* Required tasks *
- a) Decide whether each statement agrees with the shutdown message, and answer yes or no with the deciding words quoted from it. (i) Eric asks Rob why he is not using StructuredTaskScope. (ii) Graceful shutdown, as Rob describes it, stops in-flight requests at once. (iii) Rob says that nuking anything still active after the timeout is the job of shutdownNow().
- b) What date and time are given for Eric Kolotyluk's reply in the shutdown message?
- c) List each distinct Java class or method name in the shutdown message.

* Text excerpt *

Fast graceful shutdown of ThreadPerTaskExecutor (when expected WAITING Threads)

Eric Kolotyluk eric at kolotyluk.net
Tue Dec 20 21:09:40 UTC 2022


As another curious casual observer, who has been playing with Nima...

Rob, why are you not using StructuredTaskScope instead of 
Executors.newThreadPerTaskExecutor?

Basically, is there something you know that I don't know?

Cheers, Eric

On 2022-12-20 1:01 p.m., Rob Bygrave wrote:
> /> The way to interrupt sockets has always been to close them/
>
> We are looking to achieve "Graceful shutdown" which means it allows 
> in-flight requests to complete before shutting down.  We don't want to 
> just nuke em or said differently, it is the job of 
> executorService.awaitTermination(...) executorService.shutdownNow() to 
> nuke anything still active after the timeout.
>
> ... yes we want to interrupt Virtual Threads that are WAITING and 
> known to be /*not in-flight*/ /*BEFORE*/ 
> executorService.awaitTermination(...)

* Given data *
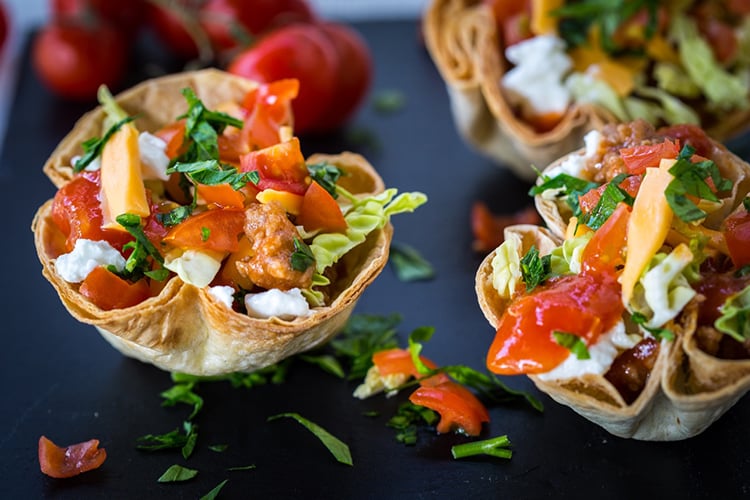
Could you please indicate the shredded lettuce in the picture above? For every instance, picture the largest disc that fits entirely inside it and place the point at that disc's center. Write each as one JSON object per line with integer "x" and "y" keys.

* Answers given *
- a)
(i) Yes: "why are you not using StructuredTaskScope instead of"
(ii) No: "in-flight requests to complete before shutting down"
(iii) Yes: "nuke anything still active after the timeout"

- b) Tue Dec 20 21:09:40 UTC 2022

- c) ThreadPerTaskExecutor, StructuredTaskScope, Executors.newThreadPerTaskExecutor, executorService.awaitTermination(...), executorService.shutdownNow()